··· TEXT SECTION
The New York Times recently reported the purchase of an antiviral drug by an ex-hedge fund manager would lead to an increase in cost from $13.50 per pill to $750 per pill, a 5,500 percent increase. The drug, Daraprim, is used to treat toxoplasmosis, a parasitic infection that can cause severe and/or life-threatening complications for people with compromised immune systems, including patients with AIDS and certain cancers. Adding insult to injury, Martin Shkreli, CEO and founder of Turing Pharmaceuticals, the company that bought Daraprim, then unleashed a set of Tweets flaunting both his wealth and indifference for those who will not be able to afford the hike in costs. While the fierce backlash has Shkreli reconsidering this hike in price, companies like Turing are signaling what could be the beginning of a much larger problem, particularly for the African-American community.
······
··· INPUT DATA
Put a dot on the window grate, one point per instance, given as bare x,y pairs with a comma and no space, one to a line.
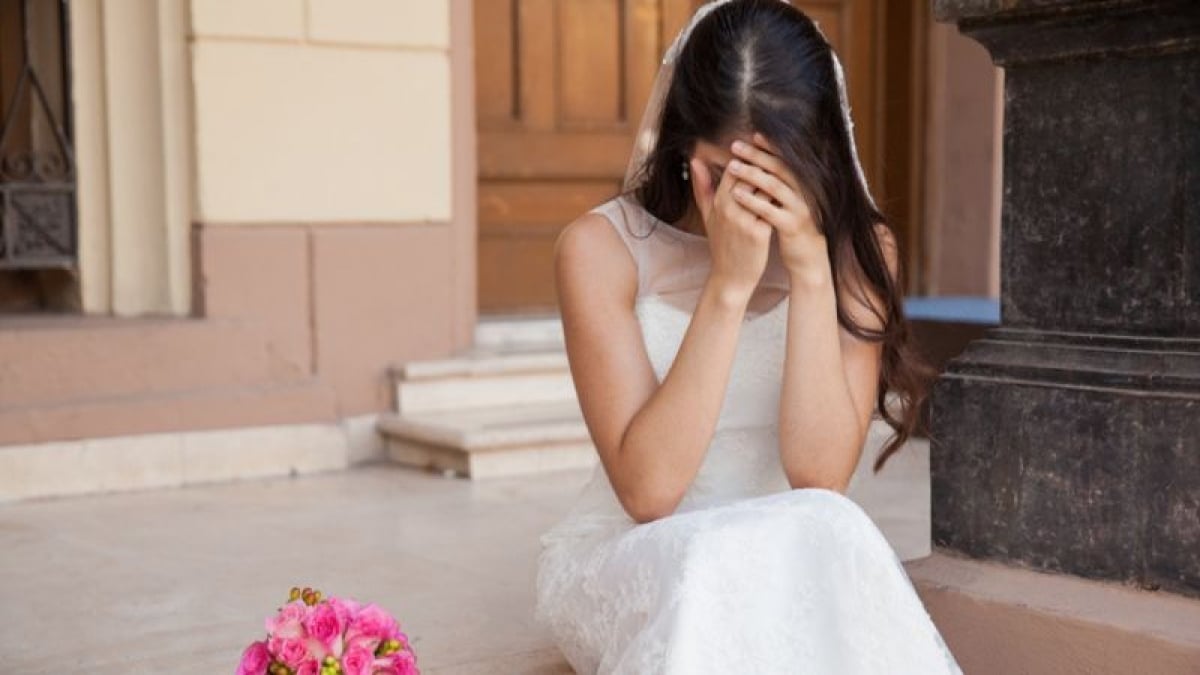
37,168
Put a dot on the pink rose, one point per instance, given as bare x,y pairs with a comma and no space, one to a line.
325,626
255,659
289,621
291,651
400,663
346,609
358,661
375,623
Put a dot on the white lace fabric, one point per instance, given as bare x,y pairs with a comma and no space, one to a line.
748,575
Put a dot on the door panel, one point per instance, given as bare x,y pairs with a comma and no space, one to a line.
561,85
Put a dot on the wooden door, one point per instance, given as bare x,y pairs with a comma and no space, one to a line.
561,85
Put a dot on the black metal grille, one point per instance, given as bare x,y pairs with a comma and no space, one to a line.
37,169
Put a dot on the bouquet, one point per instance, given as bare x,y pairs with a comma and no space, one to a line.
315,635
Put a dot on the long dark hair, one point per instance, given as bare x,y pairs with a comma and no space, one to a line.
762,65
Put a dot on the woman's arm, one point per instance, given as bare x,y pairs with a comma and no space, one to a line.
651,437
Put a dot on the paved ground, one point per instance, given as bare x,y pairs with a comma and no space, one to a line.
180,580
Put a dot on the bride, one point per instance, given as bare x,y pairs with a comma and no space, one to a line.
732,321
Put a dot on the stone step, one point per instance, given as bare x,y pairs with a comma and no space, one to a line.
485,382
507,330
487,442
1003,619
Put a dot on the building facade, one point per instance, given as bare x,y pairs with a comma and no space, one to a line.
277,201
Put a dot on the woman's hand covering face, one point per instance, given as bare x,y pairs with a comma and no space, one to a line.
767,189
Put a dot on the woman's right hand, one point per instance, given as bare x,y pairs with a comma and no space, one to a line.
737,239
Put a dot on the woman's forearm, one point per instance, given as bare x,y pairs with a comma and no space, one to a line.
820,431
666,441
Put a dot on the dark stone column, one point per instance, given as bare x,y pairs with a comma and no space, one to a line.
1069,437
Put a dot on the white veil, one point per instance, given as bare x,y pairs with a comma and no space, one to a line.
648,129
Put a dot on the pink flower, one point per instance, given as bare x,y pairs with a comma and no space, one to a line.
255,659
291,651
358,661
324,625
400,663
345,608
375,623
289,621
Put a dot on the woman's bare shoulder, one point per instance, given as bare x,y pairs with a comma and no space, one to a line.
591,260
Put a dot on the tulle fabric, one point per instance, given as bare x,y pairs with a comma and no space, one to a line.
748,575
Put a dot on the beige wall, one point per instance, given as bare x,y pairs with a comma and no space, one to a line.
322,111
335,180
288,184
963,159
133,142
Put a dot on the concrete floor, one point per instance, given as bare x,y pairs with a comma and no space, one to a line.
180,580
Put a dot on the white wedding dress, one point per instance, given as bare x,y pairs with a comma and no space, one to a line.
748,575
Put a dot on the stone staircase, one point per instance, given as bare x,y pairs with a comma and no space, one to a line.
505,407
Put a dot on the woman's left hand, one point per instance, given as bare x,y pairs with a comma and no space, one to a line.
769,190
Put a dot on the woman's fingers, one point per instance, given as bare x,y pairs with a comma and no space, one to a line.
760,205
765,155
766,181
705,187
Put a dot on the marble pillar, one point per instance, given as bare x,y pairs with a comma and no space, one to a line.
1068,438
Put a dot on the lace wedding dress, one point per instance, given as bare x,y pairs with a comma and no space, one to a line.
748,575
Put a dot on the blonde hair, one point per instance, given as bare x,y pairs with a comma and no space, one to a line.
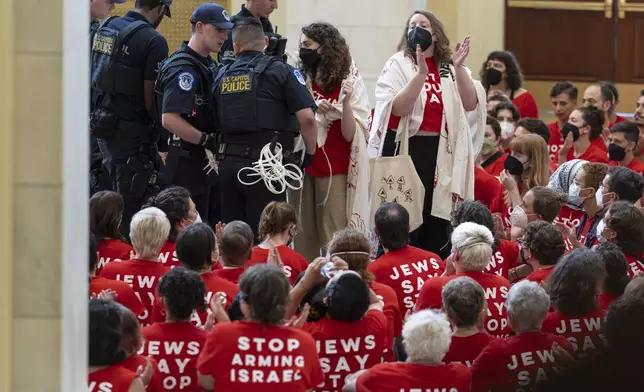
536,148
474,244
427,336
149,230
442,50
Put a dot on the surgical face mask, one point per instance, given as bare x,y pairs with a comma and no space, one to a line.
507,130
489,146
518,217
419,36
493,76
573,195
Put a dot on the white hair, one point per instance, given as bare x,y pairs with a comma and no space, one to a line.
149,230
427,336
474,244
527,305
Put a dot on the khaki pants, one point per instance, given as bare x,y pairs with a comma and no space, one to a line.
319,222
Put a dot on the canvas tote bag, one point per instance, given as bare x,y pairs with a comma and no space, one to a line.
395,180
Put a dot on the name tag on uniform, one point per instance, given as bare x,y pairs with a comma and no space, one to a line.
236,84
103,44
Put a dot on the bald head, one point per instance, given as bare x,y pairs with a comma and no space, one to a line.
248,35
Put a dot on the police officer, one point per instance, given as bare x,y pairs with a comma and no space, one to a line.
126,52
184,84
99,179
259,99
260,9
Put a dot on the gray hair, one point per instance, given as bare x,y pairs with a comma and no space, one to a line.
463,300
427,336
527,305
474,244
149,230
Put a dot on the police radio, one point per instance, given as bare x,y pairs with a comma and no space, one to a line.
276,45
······
● EXPLORE THE MATERIAL
a - In the text about the Daraprim price hike, what condition is the drug used to treat?
b - Reproduce everything in the Daraprim text from "The New York" down to "the African-American community.".

● ANSWER LIST
a - Toxoplasmosis, a parasitic infection.

b -
The New York Times recently reported the purchase of an antiviral drug by an ex-hedge fund manager would lead to an increase in cost from $13.50 per pill to $750 per pill, a 5,500 percent increase. The drug, Daraprim, is used to treat toxoplasmosis, a parasitic infection that can cause severe and/or life-threatening complications for people with compromised immune systems, including patients with AIDS and certain cancers. Adding insult to injury, Martin Shkreli, CEO and founder of Turing Pharmaceuticals, the company that bought Daraprim, then unleashed a set of Tweets flaunting both his wealth and indifference for those who will not be able to afford the hike in costs. While the fierce backlash has Shkreli reconsidering this hike in price, companies like Turing are signaling what could be the beginning of a much larger problem, particularly for the African-American community.